▸ SELECTED TEXT:
-- START --

Second, a single, national benchmark for affordability will be less expensive for compliance by carriers eligible under Section 214(e) to receive the universal service subsidy. Simply put, the more complex the approach adopted by the Commission for determining the benchmark for affordability, the more expensive it is likely to be for eligible carriers to participate in the federal subsidy program. Variations across many geographic units will require similar variations in business plans for each of those areas. Also, to the extent that such benchmarks change over time, business plans would again need to change to accommodate the new benchmarks. Business planning under a single, national benchmark regime, on the other hand, would be simpler and less expensive.

4. What are the effects on competition if a carrier is denied universal service support because it is technically infeasible for that carrier to provide one or more of the core services?

-- END --

▸ THE TASKS:
[A] According to the passage on universal service affordability benchmarks, what would business planning under a single, national benchmark regime be?
[B] Render this sentence from the passage on universal service affordability benchmarks in Spanish: "Variations across many geographic units will require similar variations in business plans for each of those areas."
[C] Extend the passage on universal service affordability benchmarks, picking up after its last sentence.
The lines after this point come from a different source.

▸ MATERIAL PROVIDED:
-- START --

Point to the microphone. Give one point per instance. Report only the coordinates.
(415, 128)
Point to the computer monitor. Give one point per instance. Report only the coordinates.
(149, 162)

-- END --

▸ REPLIES:
[A] Simpler and less expensive.

[B] Las variaciones entre muchas unidades geográficas requerirán variaciones similares en los planes de negocio para cada una de esas áreas.

[C]
ANSWER:

Section 214(e) of the Communications Act defines the obligations carriers must meet to be eligible to receive federal universal service subsidies.[10] Subsection (1)(A) of Section 214(e) states that an eligible telecommunications carrier must offer the services supported by federal universal service support mechanisms "either using its own facilities or a combination of its own facilities and resale of another carrier's services (including services offered by another eligible telecommunications carrier)."11 If the Commission adopts the appropriately limited list of core services proposed in the

Notice[12] and supported by TCI,[13] it is unlikely that a facilities-based carrier could not provide those services using its own network or a combination of its own network and resale. Even a predominantly non-facilities based provider could offer the core services through resale. The Commission should not therefore be concerned about the possibility that a carrier would be denied reimbursement if it could not provide a subsidized service.

Schools, Libraries, Health Care Providers

6. Should the services or functionalities eligible for discounts be specifically limited and identified, or should the discount apply to all available services?

ANSWER:

The services eligible for universal service discounts should be specifically limited to the core services proposed in the Commission's Notice.14 The Commission should not add any services to this list. Most importantly, the Commission should determine that market forces, in conjunction with existing taxation and educational programs, can be relied upon instead of expensive subsidy programs to deliver advanced and information services to schools, libraries and health care providers. 15 In any case, prior to acting upon its discretionary authority to expand the size and scope of the subsidy program for schools, libraries and health care providers, the Commission must undertake careful study assessing the costs and benefits of doing so.[16]7. Does Section 254(h) contemplate that inside-wiring or other internal connections to classrooms may be eligible for universal service support of telecommunications services provided to schools and libraries? If so, what is the estimated cost of the inside-wiring and other internal connections?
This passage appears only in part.